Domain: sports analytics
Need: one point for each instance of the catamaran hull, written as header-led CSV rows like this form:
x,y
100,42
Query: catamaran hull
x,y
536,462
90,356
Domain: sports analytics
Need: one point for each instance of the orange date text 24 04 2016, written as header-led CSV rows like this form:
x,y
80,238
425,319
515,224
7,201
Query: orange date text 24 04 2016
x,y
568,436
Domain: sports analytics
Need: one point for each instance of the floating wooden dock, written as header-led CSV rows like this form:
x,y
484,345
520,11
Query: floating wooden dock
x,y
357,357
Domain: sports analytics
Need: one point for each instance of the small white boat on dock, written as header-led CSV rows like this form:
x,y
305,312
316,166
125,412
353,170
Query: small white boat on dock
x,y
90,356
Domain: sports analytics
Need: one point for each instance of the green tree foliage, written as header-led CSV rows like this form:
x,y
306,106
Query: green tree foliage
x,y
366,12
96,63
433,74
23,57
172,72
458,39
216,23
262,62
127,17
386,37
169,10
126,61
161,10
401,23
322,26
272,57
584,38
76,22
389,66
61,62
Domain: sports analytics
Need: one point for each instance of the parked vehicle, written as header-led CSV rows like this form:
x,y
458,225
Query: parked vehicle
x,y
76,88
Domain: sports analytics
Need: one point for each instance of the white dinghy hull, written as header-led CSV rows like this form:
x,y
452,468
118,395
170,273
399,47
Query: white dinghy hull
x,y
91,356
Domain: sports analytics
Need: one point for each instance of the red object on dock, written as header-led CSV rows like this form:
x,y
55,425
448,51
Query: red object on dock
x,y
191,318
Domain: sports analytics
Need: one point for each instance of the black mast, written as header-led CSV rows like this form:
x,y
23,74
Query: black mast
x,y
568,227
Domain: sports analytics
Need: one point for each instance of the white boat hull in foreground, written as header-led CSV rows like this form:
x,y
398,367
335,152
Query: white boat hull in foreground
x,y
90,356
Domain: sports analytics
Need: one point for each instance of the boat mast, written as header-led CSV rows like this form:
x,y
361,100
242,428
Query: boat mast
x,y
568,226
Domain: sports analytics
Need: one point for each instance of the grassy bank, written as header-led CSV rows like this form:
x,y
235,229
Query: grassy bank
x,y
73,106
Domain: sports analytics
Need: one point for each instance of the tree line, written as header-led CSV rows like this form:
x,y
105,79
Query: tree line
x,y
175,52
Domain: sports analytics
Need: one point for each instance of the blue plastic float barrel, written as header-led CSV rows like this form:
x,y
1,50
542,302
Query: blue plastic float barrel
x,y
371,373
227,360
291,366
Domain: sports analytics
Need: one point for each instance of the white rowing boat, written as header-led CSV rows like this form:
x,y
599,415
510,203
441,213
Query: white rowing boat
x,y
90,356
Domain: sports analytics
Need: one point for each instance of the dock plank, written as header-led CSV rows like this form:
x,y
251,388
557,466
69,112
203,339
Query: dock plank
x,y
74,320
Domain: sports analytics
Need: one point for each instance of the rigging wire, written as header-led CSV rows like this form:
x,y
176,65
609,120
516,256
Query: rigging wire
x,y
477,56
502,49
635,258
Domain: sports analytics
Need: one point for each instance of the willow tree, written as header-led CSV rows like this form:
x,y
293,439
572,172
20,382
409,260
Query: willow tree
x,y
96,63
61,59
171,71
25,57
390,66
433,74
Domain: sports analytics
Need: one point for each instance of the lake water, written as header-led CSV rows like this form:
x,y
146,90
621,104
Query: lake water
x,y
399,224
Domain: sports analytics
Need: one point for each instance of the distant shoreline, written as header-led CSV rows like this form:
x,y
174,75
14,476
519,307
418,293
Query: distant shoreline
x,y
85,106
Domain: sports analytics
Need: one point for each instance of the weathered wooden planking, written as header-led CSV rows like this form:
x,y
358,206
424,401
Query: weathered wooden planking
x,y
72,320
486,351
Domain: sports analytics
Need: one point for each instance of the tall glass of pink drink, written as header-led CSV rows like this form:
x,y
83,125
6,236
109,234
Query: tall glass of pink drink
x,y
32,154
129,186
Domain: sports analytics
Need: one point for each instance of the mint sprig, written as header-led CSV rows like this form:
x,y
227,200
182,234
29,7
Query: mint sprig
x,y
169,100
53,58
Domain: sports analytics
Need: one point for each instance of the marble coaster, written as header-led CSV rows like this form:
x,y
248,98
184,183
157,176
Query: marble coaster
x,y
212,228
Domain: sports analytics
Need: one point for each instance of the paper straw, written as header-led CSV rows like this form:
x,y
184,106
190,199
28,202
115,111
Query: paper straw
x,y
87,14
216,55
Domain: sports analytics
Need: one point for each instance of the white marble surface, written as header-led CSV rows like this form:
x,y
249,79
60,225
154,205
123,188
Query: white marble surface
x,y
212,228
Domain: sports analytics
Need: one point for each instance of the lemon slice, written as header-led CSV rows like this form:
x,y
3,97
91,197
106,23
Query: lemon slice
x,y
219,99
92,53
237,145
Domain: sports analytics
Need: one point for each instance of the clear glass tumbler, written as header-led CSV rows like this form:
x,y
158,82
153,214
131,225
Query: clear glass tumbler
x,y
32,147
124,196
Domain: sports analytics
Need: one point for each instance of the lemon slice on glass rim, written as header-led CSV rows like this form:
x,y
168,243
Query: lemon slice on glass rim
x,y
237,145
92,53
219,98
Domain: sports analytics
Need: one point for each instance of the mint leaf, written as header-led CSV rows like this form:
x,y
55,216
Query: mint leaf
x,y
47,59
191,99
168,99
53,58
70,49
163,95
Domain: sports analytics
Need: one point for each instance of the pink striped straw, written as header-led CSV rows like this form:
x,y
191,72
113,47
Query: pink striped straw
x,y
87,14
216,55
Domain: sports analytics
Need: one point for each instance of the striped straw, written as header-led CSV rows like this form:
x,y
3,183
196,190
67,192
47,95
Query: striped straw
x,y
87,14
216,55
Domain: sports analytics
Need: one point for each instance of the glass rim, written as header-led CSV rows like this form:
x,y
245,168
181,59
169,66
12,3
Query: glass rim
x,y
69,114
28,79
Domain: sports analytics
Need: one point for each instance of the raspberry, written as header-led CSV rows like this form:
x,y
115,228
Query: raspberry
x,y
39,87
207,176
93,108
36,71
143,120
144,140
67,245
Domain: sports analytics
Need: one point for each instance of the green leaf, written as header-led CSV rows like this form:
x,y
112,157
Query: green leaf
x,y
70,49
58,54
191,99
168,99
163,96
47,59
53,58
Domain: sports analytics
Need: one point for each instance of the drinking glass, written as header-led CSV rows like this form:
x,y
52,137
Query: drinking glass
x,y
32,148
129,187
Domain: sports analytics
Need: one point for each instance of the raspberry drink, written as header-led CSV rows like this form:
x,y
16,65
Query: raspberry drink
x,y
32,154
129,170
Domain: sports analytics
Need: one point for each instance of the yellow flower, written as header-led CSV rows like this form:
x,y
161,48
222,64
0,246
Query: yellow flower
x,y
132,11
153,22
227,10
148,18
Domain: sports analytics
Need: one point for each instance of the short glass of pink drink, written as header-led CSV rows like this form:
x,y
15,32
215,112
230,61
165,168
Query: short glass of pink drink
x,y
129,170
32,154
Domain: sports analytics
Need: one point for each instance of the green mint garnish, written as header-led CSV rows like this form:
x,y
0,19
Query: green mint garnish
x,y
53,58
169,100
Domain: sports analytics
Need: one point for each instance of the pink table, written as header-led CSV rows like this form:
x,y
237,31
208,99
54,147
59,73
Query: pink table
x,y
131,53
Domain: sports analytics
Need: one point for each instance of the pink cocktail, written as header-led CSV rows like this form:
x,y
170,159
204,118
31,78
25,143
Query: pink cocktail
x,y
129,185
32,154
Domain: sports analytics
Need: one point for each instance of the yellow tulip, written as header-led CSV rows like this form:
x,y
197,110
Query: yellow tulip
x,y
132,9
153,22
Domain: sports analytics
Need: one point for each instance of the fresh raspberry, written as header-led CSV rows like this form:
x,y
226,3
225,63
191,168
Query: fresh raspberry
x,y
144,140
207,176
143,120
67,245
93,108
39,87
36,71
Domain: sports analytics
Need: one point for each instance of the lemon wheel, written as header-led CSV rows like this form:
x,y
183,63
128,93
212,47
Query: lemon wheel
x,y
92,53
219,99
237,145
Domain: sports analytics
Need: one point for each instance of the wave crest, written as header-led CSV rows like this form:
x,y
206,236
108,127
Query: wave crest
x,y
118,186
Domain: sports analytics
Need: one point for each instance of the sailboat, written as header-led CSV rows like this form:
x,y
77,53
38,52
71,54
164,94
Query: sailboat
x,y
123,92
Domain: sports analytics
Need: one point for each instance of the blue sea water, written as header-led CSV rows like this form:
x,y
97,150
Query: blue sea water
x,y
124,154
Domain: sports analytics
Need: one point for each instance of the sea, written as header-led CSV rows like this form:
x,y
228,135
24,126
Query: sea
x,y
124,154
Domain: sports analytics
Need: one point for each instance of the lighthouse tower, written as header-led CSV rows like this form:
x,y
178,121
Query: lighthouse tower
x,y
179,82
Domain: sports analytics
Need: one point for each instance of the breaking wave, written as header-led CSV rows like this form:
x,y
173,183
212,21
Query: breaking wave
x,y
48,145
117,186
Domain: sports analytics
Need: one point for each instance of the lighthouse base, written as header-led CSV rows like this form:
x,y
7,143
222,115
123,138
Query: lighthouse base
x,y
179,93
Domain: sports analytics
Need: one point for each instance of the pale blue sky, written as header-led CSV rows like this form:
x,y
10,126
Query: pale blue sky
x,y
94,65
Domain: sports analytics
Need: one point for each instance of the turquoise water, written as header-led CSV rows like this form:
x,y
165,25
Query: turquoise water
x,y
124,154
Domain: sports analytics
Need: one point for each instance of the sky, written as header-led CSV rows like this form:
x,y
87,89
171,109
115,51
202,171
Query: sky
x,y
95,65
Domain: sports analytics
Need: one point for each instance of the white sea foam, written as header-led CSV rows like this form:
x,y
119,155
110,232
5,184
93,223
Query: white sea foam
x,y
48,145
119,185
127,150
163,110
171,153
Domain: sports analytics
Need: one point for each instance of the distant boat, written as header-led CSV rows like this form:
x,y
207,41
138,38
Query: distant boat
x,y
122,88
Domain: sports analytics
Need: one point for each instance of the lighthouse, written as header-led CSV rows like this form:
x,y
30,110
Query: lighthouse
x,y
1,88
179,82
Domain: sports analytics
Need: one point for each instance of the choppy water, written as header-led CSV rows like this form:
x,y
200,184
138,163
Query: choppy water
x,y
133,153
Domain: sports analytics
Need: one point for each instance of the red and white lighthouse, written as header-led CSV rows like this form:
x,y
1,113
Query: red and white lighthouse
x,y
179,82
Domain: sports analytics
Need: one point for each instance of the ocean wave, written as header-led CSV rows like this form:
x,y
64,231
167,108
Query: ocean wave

****************

Extract each line of the records above that contains the word "dinghy". Letter case counts, so the match must have the same capital and lowercase letters.

Need: one point for each instance of the white dinghy hull, written as header-led CSV rows like this form:
Query: white dinghy hull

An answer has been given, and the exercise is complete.